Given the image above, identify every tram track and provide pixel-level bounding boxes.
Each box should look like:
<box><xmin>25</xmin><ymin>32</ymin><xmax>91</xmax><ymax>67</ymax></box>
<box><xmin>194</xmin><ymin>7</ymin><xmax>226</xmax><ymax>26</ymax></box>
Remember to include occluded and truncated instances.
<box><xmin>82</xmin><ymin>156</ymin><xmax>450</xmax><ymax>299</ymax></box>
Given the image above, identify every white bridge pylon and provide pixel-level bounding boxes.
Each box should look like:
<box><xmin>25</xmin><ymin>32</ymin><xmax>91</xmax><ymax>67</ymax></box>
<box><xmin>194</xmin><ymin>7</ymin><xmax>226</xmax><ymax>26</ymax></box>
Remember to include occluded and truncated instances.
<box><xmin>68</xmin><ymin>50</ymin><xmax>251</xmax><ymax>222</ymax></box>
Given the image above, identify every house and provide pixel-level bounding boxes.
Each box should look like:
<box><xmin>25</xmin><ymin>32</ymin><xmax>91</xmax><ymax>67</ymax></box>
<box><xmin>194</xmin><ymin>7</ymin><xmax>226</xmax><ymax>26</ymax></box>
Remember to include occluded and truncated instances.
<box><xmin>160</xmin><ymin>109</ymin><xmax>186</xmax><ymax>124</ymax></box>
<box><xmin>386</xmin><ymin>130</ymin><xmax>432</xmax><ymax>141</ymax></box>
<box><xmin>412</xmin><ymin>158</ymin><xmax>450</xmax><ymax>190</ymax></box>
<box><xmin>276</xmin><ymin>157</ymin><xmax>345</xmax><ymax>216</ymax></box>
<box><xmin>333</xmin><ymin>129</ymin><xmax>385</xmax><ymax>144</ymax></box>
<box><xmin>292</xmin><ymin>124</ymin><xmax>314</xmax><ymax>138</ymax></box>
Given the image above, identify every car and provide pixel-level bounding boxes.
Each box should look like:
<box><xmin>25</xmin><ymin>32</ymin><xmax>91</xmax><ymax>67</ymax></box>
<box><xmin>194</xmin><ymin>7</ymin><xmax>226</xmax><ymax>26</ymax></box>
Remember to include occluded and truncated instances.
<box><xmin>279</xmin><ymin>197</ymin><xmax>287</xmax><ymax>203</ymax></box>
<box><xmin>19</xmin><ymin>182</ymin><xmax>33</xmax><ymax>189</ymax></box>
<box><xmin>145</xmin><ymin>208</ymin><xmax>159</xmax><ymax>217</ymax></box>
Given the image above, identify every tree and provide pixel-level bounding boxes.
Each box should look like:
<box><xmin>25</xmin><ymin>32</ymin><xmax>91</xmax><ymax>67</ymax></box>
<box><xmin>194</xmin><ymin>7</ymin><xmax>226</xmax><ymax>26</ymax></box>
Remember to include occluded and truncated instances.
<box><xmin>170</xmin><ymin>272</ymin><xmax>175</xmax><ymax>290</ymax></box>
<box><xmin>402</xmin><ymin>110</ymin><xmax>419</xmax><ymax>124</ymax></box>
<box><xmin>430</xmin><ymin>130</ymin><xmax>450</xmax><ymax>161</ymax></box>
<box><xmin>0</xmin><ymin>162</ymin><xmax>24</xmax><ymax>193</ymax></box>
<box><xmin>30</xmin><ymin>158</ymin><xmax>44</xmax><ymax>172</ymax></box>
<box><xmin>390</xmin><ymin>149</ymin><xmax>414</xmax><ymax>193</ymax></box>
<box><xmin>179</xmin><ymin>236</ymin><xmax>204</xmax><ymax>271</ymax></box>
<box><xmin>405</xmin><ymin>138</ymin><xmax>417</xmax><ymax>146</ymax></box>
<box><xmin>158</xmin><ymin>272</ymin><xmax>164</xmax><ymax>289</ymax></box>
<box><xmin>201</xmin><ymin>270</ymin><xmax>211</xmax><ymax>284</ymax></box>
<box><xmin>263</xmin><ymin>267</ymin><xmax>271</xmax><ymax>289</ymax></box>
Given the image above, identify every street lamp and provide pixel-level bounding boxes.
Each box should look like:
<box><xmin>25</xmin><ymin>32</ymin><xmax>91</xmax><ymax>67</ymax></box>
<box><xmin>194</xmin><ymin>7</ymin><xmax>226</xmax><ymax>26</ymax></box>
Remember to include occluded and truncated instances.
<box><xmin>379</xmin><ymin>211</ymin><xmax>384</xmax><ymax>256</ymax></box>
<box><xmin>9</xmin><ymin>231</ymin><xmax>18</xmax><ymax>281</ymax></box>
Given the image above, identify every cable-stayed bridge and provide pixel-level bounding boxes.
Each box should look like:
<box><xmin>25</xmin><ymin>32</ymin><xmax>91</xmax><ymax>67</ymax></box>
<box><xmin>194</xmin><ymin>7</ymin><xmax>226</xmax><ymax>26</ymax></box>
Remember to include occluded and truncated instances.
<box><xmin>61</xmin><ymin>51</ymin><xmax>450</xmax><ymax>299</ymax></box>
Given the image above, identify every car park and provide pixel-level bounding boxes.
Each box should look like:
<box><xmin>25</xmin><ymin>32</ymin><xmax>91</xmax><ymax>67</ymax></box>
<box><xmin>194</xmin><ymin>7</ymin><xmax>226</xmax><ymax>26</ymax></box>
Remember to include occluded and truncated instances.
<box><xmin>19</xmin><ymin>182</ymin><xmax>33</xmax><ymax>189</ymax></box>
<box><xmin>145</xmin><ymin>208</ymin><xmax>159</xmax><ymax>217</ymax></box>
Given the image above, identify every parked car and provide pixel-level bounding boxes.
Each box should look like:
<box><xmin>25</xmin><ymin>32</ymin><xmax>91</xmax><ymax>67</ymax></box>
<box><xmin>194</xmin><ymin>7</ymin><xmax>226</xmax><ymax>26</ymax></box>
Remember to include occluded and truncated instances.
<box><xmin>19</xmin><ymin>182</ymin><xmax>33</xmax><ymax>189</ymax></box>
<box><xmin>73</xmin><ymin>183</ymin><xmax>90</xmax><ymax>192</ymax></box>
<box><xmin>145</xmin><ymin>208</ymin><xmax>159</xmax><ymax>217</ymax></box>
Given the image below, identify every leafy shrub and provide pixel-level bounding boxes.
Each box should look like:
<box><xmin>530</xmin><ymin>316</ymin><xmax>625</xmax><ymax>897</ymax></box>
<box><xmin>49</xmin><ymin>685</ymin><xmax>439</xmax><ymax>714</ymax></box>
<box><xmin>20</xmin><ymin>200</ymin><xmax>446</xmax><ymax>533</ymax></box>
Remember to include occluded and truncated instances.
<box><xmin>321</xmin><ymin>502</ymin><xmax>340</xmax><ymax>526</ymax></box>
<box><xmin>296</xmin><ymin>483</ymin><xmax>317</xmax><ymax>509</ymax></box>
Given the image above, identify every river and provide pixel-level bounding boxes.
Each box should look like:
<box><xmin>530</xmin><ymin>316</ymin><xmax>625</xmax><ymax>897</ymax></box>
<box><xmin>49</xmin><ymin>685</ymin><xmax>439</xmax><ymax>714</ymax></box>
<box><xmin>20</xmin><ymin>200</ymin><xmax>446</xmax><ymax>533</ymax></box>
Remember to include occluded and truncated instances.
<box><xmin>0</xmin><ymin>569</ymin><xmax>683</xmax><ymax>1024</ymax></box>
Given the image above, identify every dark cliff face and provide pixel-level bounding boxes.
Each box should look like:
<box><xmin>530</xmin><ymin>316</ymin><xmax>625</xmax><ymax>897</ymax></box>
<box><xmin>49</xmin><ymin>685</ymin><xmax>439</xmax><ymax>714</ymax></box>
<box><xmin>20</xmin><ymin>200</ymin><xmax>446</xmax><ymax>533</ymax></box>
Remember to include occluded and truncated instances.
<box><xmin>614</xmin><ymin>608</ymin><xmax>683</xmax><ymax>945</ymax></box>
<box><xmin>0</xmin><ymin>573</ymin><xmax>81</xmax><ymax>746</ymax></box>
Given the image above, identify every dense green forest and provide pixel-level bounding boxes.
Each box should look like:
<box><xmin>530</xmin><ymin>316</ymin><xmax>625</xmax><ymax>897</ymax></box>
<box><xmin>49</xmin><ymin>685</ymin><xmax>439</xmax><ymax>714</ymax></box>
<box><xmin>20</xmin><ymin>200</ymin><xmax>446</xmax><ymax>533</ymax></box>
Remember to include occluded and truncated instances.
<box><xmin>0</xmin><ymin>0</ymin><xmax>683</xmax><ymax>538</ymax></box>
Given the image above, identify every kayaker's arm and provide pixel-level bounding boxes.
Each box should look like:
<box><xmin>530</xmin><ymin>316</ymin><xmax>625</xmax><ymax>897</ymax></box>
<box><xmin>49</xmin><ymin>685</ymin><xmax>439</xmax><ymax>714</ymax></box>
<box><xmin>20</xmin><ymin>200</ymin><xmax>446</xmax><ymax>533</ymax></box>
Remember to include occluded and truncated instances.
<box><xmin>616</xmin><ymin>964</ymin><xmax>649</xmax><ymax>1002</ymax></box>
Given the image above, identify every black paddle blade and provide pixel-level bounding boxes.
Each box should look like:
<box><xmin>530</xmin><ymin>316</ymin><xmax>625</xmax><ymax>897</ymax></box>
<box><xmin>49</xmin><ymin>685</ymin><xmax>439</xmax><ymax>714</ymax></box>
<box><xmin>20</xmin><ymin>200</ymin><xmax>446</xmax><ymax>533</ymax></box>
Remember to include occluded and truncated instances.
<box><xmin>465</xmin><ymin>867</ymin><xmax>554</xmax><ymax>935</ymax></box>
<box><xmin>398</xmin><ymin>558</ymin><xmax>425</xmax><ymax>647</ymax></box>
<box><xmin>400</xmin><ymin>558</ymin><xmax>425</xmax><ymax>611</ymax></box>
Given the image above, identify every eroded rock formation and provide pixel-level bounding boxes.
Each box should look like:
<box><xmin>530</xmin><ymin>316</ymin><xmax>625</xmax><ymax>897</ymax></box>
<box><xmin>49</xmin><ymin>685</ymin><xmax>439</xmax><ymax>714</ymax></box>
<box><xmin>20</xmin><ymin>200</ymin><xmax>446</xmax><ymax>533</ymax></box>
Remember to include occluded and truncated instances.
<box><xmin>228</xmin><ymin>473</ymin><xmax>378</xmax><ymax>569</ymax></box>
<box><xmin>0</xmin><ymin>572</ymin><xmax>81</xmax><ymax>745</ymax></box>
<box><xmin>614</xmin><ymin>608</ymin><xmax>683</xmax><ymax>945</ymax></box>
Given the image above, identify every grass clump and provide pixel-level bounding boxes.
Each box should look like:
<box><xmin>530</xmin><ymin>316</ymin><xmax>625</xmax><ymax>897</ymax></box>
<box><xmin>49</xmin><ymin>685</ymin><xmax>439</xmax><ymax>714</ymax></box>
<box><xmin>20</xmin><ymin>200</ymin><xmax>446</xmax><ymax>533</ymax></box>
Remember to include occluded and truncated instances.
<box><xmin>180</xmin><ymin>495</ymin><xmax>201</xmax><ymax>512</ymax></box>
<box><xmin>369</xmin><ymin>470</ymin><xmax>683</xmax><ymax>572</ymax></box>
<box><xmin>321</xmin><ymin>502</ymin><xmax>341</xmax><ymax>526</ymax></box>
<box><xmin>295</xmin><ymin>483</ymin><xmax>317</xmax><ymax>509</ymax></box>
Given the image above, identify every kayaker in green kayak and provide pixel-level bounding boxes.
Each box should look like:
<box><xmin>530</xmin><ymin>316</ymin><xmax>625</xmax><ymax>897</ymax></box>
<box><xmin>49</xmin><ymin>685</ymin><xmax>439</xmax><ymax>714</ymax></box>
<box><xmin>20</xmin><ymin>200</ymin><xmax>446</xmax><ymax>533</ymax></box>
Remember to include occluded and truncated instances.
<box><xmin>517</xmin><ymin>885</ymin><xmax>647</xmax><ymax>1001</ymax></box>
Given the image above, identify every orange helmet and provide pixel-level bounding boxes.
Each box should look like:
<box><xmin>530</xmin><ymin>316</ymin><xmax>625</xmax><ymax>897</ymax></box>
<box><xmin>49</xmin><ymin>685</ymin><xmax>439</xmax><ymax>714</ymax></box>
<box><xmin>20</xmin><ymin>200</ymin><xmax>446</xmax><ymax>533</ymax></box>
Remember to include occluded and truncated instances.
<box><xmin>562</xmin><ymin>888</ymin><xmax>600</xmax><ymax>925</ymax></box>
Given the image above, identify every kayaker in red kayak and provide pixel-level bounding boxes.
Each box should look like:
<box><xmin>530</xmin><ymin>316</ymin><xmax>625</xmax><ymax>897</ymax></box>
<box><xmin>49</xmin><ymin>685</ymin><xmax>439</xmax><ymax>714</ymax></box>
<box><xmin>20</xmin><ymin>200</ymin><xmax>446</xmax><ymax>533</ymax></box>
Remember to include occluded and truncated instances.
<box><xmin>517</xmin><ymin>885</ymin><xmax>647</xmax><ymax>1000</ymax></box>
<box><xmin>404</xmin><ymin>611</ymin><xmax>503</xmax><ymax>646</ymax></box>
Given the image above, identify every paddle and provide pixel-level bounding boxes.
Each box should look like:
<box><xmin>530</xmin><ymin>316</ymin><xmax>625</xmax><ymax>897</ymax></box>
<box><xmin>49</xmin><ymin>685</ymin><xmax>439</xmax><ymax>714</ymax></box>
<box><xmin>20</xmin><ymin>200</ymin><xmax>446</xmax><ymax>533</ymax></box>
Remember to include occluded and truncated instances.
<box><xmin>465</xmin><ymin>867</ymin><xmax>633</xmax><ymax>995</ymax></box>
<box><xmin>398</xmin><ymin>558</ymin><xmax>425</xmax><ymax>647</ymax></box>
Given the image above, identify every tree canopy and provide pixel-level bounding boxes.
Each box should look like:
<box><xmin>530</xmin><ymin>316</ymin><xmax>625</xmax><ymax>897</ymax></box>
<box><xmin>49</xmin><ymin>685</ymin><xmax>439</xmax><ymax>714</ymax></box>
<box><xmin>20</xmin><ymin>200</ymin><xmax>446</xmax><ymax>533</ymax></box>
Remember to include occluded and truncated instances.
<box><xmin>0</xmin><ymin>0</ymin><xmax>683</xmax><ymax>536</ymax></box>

● ● ● ●

WHAT IS ASKED: Copy out every line from the one containing "Given the image above, identify every tree canopy" through the end of the rows, inclusive, requests and all. Add -65 to each bounding-box coordinate in the answers, and leave the numbers in the requests and their sample boxes unchanged.

SOLUTION BELOW:
Given the image above, identify every tree canopy and provide pixel-level bounding boxes.
Each box should look like:
<box><xmin>530</xmin><ymin>316</ymin><xmax>625</xmax><ymax>897</ymax></box>
<box><xmin>49</xmin><ymin>685</ymin><xmax>439</xmax><ymax>714</ymax></box>
<box><xmin>20</xmin><ymin>200</ymin><xmax>446</xmax><ymax>533</ymax></box>
Remember to include occluded and truncated instances.
<box><xmin>-65</xmin><ymin>-65</ymin><xmax>618</xmax><ymax>471</ymax></box>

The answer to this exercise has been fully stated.